━━━ Source material
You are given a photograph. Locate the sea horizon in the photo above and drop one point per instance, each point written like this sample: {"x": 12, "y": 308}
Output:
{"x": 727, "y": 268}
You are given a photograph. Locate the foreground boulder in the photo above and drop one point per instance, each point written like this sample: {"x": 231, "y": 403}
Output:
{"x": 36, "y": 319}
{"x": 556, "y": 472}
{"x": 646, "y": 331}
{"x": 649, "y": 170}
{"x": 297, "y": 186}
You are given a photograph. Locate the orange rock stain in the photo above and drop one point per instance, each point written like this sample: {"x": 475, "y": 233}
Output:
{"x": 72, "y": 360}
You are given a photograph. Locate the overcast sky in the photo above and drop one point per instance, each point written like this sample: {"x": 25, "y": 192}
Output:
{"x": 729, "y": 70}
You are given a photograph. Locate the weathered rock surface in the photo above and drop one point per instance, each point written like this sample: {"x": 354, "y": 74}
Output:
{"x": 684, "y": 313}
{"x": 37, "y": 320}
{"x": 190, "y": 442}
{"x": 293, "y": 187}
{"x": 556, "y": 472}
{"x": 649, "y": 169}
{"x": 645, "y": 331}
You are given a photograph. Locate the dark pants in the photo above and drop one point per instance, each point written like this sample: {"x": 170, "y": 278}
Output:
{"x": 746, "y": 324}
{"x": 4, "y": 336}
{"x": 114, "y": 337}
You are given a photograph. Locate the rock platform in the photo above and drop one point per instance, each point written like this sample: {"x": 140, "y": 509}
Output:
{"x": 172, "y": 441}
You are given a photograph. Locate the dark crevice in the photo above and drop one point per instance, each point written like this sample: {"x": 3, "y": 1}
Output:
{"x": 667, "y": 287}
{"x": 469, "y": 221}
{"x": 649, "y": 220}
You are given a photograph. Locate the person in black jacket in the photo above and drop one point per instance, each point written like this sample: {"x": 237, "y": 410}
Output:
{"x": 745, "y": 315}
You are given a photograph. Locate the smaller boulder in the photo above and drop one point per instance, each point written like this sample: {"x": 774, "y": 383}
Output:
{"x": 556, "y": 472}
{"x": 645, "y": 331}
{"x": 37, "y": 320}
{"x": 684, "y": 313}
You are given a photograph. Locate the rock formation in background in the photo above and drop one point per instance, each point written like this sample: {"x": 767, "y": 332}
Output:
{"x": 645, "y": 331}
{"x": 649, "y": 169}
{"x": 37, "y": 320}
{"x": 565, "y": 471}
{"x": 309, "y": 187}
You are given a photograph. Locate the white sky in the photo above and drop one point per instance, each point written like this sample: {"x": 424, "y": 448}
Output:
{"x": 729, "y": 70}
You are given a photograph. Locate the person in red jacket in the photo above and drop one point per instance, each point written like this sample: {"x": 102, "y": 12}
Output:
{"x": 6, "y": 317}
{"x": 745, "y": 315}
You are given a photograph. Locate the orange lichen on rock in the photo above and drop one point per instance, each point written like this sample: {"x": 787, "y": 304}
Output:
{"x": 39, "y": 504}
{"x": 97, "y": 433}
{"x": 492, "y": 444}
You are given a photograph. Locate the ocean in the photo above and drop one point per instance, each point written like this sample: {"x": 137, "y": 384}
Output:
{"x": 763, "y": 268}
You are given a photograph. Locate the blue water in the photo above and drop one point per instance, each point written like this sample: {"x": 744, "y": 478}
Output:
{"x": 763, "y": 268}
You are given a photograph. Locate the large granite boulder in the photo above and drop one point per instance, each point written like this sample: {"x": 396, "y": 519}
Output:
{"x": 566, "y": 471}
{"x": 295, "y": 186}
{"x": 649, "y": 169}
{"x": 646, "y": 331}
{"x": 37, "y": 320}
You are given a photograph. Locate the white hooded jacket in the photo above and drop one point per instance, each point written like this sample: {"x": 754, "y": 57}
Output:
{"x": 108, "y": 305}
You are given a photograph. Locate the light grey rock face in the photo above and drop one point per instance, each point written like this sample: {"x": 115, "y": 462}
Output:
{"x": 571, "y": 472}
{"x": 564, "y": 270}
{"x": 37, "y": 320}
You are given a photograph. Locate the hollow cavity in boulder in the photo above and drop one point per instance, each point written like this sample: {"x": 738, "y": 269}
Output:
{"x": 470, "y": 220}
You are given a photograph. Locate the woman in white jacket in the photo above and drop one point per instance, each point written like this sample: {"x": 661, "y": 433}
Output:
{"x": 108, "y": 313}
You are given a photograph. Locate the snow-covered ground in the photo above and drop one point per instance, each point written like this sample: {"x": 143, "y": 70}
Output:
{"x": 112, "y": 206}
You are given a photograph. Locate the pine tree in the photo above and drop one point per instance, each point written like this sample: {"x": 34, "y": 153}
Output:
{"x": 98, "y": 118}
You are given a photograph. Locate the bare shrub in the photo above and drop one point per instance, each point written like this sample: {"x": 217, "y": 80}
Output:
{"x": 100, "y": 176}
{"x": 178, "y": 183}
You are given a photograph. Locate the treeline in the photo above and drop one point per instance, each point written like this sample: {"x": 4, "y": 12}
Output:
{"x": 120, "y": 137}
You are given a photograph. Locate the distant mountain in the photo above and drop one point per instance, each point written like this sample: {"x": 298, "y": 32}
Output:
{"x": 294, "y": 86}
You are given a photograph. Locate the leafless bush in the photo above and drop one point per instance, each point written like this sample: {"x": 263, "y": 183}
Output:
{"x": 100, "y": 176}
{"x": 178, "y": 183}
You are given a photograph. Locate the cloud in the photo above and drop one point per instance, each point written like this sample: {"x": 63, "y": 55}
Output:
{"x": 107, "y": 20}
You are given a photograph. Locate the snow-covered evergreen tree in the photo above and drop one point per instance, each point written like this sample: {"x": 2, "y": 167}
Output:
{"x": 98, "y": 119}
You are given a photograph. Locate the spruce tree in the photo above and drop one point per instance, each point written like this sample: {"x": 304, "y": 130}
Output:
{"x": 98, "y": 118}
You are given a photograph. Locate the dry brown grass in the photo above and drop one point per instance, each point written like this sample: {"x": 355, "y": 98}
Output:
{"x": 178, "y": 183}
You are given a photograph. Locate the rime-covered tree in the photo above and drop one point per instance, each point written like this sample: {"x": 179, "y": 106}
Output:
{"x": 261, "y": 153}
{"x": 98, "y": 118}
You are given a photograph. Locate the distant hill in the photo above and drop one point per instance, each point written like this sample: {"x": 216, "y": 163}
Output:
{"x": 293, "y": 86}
━━━━━━
§ **Work instructions**: Only lines with the word "jacket" are wanted. Find and copy them from the records above.

§ **Solved problem**:
You are given a photograph. Locate the person in black jacket in the photo above and drop one point per instance, each point written like this sample: {"x": 237, "y": 410}
You are given a photograph. Locate the person in red jacket in the photo above and drop one point per instance, each point written like this sample: {"x": 102, "y": 12}
You are given a photograph. Locate the white hooded jacket in the photo above and drop one point per instance, each point written like this sample: {"x": 754, "y": 57}
You are given a photograph. Locate the woman in white jacket in the photo above and drop one point per instance, each point written like this sample: {"x": 661, "y": 433}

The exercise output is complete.